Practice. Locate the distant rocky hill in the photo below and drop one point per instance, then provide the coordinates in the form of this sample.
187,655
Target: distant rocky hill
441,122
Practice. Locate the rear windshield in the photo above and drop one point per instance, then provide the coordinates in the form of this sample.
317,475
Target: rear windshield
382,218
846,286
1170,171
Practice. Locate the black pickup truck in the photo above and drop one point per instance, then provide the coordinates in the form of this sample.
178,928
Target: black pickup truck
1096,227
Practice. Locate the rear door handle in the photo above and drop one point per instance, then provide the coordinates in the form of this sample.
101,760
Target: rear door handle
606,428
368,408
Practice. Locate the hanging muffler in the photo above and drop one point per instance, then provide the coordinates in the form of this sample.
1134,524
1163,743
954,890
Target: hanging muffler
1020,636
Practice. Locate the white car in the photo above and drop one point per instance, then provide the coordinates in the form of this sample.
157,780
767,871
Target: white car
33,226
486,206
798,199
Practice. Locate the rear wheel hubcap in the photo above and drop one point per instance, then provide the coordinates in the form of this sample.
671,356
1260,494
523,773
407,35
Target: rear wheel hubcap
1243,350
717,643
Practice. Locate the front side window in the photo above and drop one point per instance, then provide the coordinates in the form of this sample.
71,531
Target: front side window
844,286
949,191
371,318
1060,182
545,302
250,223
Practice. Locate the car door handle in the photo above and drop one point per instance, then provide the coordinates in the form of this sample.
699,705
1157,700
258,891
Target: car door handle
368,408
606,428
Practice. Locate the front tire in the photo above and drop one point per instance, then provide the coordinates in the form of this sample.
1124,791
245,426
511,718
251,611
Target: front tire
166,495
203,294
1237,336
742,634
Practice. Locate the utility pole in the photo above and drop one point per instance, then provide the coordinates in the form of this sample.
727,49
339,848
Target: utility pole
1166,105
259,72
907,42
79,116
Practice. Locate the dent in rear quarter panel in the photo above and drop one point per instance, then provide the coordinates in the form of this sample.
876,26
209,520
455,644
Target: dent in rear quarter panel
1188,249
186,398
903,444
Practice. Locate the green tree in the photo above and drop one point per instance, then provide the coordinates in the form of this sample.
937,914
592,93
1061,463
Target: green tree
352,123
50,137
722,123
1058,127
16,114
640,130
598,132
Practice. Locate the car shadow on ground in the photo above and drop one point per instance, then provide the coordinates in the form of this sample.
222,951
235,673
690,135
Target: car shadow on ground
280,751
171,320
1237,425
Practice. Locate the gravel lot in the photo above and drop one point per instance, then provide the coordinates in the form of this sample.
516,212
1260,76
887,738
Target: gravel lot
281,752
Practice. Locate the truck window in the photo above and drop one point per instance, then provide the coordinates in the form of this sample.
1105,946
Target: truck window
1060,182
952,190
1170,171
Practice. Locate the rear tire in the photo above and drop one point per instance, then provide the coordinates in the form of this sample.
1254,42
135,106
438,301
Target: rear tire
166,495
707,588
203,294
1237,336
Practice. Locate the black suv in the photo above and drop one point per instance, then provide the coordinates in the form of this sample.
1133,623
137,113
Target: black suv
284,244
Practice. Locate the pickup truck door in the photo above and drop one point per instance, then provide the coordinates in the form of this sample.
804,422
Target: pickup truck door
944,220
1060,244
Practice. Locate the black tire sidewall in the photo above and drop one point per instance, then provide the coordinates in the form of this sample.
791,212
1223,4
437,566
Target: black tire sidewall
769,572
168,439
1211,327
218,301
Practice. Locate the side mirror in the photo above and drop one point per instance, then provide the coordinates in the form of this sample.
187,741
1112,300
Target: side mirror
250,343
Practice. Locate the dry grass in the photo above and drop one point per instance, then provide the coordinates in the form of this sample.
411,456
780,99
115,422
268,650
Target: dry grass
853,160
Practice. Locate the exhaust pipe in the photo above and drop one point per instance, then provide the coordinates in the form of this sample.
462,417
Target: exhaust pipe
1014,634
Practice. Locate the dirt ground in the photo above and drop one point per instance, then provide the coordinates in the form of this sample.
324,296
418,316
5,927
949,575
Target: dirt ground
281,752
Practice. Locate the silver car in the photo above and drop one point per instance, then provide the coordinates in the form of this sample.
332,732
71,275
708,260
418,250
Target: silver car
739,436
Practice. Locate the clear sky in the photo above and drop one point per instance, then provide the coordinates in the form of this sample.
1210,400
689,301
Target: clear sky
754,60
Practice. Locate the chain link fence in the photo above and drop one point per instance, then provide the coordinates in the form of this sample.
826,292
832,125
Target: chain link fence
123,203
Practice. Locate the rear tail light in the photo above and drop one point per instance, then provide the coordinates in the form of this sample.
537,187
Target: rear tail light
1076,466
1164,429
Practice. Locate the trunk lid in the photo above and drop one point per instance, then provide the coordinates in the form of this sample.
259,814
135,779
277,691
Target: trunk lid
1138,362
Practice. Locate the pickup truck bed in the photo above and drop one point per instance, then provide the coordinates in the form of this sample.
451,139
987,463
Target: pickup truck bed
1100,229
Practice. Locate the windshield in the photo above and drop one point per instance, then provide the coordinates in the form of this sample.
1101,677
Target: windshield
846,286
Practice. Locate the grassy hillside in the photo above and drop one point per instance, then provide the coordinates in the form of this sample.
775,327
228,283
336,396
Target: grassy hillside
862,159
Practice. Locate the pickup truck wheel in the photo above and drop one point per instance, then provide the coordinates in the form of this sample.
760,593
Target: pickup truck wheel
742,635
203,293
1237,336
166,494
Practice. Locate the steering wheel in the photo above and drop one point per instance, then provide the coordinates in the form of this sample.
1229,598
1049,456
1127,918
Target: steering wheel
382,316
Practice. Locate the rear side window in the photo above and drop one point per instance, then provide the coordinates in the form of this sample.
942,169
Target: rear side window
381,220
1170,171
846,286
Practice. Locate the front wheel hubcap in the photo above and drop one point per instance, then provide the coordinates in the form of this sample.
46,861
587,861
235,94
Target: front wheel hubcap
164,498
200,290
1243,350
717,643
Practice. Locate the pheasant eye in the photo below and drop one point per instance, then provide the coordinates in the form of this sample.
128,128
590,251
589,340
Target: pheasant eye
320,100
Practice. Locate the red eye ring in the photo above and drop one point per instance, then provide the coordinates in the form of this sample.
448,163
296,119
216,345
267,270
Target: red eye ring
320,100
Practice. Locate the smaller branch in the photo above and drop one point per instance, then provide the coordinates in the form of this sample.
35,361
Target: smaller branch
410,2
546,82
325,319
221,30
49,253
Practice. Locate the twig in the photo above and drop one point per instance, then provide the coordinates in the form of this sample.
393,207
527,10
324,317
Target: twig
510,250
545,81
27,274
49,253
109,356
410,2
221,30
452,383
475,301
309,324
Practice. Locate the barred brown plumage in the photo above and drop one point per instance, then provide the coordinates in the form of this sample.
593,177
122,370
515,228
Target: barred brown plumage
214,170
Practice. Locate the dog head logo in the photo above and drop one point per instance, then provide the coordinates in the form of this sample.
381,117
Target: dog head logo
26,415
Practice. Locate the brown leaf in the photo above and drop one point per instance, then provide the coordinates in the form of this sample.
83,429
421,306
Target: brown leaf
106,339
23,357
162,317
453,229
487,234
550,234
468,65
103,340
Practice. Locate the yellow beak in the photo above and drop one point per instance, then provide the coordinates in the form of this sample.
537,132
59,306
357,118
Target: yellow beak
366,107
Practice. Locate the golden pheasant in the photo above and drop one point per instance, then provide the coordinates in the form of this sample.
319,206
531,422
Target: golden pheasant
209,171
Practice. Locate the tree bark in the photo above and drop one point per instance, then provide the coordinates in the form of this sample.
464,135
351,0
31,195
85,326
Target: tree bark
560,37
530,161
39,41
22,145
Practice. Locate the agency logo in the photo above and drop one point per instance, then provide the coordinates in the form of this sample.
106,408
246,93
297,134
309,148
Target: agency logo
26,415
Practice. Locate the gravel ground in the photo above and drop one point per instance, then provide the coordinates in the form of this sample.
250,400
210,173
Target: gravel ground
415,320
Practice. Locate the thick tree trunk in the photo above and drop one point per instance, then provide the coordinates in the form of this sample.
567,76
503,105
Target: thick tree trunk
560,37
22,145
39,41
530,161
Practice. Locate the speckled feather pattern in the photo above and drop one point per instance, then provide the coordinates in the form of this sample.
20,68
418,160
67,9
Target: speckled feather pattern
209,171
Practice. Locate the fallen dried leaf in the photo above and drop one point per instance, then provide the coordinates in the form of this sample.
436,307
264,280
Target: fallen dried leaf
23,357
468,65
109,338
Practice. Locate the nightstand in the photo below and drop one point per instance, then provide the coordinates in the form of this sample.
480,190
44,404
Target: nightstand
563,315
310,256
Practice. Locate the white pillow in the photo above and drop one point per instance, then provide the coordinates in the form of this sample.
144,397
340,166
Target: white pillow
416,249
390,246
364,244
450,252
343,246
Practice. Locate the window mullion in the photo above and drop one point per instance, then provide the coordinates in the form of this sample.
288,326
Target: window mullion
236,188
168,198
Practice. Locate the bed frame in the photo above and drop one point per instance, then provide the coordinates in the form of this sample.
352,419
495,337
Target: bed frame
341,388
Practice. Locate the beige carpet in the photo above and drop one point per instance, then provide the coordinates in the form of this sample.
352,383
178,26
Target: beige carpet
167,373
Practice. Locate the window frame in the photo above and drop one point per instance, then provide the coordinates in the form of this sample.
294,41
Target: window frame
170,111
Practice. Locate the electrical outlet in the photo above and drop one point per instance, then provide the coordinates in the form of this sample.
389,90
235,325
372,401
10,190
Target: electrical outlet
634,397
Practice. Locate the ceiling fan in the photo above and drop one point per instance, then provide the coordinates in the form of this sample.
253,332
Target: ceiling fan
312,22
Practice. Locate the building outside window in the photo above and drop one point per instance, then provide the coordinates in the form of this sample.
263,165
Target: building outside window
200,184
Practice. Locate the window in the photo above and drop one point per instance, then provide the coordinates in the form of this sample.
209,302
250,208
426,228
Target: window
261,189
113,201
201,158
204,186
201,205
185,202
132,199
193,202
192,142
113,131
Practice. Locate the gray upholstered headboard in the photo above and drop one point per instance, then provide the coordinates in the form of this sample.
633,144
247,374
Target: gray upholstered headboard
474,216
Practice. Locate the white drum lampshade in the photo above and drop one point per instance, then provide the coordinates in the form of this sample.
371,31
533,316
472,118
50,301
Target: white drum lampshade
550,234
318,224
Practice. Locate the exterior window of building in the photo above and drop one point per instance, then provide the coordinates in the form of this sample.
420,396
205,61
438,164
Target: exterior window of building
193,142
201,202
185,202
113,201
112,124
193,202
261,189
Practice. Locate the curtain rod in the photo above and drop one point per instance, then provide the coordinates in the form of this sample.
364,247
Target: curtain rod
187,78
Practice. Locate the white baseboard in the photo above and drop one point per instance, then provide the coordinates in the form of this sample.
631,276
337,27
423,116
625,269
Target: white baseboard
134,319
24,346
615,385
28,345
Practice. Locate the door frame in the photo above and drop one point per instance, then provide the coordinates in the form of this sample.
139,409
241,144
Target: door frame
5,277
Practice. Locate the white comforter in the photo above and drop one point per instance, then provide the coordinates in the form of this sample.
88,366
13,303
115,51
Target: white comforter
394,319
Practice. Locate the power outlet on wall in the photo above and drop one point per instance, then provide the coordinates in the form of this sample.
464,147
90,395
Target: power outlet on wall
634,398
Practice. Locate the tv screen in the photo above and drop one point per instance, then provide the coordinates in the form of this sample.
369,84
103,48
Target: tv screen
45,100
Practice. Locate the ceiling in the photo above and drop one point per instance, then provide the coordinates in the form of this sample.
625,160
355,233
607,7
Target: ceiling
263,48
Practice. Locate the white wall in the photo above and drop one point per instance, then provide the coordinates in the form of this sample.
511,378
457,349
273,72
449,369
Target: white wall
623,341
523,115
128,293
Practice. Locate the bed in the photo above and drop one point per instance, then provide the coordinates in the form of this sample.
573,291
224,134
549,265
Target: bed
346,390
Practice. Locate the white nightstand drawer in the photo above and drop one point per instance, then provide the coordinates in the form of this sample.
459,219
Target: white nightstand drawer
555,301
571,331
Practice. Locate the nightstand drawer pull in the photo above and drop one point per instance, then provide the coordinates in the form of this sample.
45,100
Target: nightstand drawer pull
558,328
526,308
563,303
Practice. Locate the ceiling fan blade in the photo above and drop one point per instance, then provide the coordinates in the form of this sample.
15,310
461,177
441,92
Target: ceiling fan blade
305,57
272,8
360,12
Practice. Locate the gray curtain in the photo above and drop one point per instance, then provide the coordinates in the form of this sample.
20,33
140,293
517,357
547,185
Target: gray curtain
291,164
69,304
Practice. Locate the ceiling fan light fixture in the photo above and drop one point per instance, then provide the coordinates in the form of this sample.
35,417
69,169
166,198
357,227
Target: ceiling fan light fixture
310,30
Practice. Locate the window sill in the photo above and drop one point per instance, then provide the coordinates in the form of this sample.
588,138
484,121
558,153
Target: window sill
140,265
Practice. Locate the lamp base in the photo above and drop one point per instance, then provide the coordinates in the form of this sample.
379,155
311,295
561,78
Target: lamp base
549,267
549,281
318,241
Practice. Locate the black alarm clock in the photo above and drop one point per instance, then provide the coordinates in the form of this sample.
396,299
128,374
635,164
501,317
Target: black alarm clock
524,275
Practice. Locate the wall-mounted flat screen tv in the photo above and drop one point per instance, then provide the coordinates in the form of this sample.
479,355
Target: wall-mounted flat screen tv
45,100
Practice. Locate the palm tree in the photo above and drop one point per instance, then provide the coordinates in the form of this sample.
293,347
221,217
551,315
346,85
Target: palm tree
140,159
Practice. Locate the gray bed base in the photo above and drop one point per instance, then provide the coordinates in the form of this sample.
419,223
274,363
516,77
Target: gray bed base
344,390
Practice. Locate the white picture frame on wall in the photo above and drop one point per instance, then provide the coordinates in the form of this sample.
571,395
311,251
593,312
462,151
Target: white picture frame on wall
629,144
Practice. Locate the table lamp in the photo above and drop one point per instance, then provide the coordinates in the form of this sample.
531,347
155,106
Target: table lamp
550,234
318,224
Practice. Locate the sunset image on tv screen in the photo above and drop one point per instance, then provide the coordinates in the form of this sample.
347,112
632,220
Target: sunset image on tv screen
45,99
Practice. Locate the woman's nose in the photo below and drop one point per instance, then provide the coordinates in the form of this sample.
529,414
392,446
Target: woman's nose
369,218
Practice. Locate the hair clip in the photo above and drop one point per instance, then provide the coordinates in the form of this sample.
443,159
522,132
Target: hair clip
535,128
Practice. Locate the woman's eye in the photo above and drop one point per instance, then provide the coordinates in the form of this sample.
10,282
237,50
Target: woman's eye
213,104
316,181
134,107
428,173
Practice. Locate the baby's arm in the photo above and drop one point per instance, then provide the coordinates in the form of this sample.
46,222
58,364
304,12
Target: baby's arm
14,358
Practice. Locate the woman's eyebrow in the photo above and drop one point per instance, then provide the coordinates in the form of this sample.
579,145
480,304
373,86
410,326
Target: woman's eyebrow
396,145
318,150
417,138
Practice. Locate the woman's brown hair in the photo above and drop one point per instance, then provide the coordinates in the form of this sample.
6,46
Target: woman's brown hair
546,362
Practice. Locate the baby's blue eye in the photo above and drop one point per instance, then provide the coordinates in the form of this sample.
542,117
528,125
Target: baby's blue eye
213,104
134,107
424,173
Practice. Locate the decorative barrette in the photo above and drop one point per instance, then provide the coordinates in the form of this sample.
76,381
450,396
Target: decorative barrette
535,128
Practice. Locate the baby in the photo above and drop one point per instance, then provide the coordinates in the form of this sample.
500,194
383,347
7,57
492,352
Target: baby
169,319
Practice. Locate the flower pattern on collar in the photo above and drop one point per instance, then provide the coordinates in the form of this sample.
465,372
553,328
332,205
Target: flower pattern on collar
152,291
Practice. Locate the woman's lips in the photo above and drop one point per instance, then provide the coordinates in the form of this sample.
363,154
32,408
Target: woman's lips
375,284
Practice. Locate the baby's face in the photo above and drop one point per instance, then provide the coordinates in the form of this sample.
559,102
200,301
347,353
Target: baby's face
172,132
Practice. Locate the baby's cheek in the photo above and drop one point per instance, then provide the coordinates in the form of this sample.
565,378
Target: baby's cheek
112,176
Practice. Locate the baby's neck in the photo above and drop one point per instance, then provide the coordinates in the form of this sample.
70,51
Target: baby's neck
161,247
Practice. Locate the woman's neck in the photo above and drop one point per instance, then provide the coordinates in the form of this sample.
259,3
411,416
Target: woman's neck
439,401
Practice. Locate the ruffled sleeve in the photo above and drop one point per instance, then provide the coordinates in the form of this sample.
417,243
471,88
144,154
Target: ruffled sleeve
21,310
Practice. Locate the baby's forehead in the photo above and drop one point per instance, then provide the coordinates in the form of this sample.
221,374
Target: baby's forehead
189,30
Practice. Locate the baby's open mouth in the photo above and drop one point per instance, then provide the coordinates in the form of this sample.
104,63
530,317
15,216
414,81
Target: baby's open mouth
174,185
--
__Work instructions__
Everything from the line with "Practice. Locate the baby's neck" to the end of the listing above needs to be duplicated exactly, both end lines included, with nothing more.

__Answer below__
Practice. Locate the baby's neck in the photo above and drop one point per instance, then provide the coordinates in the form of this sample.
70,51
Target: baby's neck
161,247
Practice. Locate the woman's neck in the photo above and drop one point per instance, then provide the coordinates in the form of this sample.
259,3
411,416
Target: woman's neck
439,401
Practice. Locate the ruffled sleeve in the photo above and drop one point per instance, then provide the coordinates in the form of this sample.
417,243
471,88
144,154
Target: ruffled sleeve
21,310
Practice. Locate the baby's forehead in the photo above and drop one point per instance, then provide the coordinates in the form of this sample.
221,374
Target: baby's forehead
189,30
Practice. Locate the baby's open mouth in the photo above and drop one point per instance, then provide the coordinates in the form of this sample.
104,63
530,317
15,216
414,81
Target: baby's open mouth
174,185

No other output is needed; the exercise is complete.